━━ SOURCE TEXT ━━

So we'll add a game loop once again as we are known to do and now, [COUGH] if we look at the apples, they're falling, and then they start over. Really, for Pico, what we wanna do is fall until you hit the quote-unquote ground. So we're gonna need to make ground at some point, but let's get falling working, and then we'll worry about this concept of ground, whatever that means.

So we'll go ahead and Pico's gonna need, like, so for the apple, we said the velocity was for that sprite only. Because otherwise, Pico and the apple's velocity, as the apple falls faster, so will Pico and then Pico will also then iterate by one. And so it means the two of them will impact each other, which is not what we want.

So, as you notice, if I go to the apple, I have velocity, if I go to Pico, I don't, because I did that on purpose. It's for the sprite, so I'll say, velocity, again, you can call it speed, call it whatever you want. So we'll start out by setting the velocity all right I did negative one before to make a point, but what was zero?

>> [INAUDIBLE] this Sprite.
>> This Sprite only.
>> Okay.
>> So we're doing it for this Sprite only and then same mechanic as we had before. We will change y velocity and then we will change velocity by negative 1. One of the things was implemented a terminal velocity, which is this concept of physics where things speed up and speed up and speed up and then that's it, right?

They hit a maximum velocity, so you could theoretically put just, it's as simple as putting an if statement here. If it's less than negative, whatever you wanted to be ADA was the terminal velocity of a cat, is that correct? Before, so then you can no longer do it by one if you wanted to implement terminal velocity in your game.

We don't have a lot of pixels here, so I'm not gonna worry about that too much for this mechanic in this game. And so that will do the trick where it'll fall, but clearly we would like to have some concept of ground. There's two ways to do this, I will show you both and you can pick whichever one you like more, which is we can make ground part of the stage.

So I can literally just go to backdrops here and what color should the ground be?
>> Yellow.
>> Obviously, yellow.
>> That's the color grass is.
>> Let's see, make it, like that shade, like a solid goldenrod color. Yeah, me too, so we'll do that, and we want in this case, no outline, and we're gonna go, and we're gonna make a.

Look at that, that's a nice background, right, so we can do it with the backdrop. And now what we can do with Pico is basically say, hey, continue this until, or unless, yeah, we can do repeat until, that'll work. That's one option or we can kind of just check every time.

So there's different tradeoffs to both which is like the repeat until we'll have to finish before we go back into the forever loop. Which for this version of the game is fine, but we'll kind of talk about some of the different options. So we have repeat until, and we can do sensing, and we'll say until touching color and then I grab this little picker right here.

━━━

SET EXERCISE >> List every loop the speaker names in the transcript about making Pico fall.

━━ RECORDED DATA ━━

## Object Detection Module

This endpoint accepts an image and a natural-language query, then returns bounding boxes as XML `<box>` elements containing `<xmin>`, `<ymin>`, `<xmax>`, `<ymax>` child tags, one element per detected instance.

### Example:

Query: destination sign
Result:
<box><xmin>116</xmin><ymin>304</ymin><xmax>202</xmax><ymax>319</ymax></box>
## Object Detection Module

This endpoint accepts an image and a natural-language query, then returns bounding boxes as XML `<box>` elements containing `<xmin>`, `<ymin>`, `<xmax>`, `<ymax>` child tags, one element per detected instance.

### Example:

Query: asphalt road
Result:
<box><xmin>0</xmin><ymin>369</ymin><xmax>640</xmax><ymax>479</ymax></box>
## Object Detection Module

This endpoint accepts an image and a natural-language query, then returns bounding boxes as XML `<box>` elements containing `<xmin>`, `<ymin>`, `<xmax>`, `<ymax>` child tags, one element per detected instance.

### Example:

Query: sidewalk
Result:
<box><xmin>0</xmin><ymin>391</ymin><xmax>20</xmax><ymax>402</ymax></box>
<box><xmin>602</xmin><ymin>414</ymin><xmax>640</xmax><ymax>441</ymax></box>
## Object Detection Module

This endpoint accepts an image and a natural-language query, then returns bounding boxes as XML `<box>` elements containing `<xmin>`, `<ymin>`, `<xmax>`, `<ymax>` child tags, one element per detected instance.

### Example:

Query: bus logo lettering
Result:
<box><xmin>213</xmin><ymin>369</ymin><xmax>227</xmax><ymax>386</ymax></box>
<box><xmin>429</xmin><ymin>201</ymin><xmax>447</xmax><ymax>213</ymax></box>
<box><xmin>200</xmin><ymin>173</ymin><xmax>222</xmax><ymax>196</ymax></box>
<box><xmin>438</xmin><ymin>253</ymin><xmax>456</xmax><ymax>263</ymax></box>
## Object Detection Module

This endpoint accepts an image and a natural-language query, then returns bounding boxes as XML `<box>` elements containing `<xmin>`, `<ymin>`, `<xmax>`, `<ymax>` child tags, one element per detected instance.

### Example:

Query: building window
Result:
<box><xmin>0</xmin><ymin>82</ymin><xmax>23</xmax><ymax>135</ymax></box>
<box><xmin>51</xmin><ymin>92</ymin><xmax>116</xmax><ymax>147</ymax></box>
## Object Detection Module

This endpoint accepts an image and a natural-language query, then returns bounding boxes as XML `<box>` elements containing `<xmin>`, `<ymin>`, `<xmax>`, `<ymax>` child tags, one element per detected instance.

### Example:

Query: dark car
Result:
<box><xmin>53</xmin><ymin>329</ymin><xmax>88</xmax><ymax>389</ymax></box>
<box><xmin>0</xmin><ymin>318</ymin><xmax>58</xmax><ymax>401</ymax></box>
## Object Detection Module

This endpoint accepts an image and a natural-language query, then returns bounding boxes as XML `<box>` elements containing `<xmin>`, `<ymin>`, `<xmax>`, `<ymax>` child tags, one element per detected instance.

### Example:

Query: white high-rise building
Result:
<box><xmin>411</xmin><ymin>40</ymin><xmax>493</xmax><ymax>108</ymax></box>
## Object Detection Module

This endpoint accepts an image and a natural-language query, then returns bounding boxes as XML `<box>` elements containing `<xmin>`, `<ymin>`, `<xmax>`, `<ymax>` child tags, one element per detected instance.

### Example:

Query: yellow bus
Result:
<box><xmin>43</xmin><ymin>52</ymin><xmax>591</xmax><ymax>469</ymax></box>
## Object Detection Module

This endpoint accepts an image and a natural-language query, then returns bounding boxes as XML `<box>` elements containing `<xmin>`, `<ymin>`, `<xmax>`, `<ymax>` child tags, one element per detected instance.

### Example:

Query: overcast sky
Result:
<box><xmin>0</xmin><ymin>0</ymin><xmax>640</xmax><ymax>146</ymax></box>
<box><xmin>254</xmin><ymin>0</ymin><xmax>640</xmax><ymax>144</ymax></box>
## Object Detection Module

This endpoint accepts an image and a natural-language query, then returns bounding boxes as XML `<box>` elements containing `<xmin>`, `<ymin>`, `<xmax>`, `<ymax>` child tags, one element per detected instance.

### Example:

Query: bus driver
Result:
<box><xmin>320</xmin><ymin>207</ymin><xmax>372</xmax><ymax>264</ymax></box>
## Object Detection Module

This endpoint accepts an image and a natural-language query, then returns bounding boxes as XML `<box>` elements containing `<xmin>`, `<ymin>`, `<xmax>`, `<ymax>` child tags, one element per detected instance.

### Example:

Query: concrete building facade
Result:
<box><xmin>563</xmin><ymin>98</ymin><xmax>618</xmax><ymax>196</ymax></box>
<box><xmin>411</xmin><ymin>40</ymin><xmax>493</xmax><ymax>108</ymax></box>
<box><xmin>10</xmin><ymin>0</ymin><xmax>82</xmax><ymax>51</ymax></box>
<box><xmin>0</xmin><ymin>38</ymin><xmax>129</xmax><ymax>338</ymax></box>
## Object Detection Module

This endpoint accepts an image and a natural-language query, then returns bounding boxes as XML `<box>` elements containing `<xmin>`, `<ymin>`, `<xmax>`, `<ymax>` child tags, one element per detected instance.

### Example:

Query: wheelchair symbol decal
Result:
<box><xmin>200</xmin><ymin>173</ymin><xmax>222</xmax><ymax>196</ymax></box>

━━━

OUTPUT BELOW >>
- game loop
- repeat until
- forever loop